Can you reproduce every line of the records below without changing a single character?
━━ GIVEN DATA
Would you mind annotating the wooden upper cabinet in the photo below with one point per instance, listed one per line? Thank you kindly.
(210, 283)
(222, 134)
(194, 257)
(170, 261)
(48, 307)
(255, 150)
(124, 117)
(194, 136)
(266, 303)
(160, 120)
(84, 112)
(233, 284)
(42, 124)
━━━━
RESPONSE TO THE TASK
Would you mind annotating the wooden upper cabinet in the photo below with one point per instance, listed one per line? Thank you kindly.
(210, 283)
(222, 134)
(194, 257)
(170, 261)
(48, 307)
(255, 150)
(124, 117)
(194, 136)
(266, 303)
(160, 120)
(84, 112)
(233, 284)
(42, 124)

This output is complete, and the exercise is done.